Instructions to follow
Arrange all of the material below as a numbered list, omitting any blank lines.

Material for this exercise
=======

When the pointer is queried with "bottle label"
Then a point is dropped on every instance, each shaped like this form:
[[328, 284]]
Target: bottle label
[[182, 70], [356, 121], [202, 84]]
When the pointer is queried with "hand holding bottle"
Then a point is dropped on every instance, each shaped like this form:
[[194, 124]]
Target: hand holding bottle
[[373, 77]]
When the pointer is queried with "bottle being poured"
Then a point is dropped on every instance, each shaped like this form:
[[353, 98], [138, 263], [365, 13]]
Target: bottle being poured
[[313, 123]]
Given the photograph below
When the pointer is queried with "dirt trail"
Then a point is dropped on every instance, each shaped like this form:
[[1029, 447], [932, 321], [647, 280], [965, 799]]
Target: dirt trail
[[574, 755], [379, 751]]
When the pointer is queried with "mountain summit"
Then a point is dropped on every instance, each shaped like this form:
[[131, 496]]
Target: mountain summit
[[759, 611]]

=======

Solution to this problem
1. When the pointer is queried with "bottle label"
2. Then a point is dropped on every instance, each shaped like this form:
3. [[328, 284]]
4. Target: bottle label
5. [[182, 70], [356, 121], [202, 84]]
6. When the pointer is queried with "hand holding bottle"
7. Then a point is dropped on every instance, each shaped like this form:
8. [[194, 124]]
9. Target: hand holding bottle
10. [[373, 77]]
11. When the pointer is queried with "bottle being poured"
12. Then a point is dropped on every instance, each shaped like this form:
13. [[353, 98], [138, 263], [365, 13]]
14. Target: bottle being poured
15. [[313, 123]]
16. Given the photograph below
17. When the pointer is queried with "dirt trail"
18. Then a point is dropped on every instance, each shaped like this form:
19. [[1029, 447], [932, 321], [647, 280], [965, 799]]
20. Target: dirt trail
21. [[574, 755], [379, 751]]
22. When the pointer is queried with "mountain summit"
23. Then a point is dropped on every instance, each shaped like this form:
24. [[131, 496]]
25. Target: mountain summit
26. [[759, 611]]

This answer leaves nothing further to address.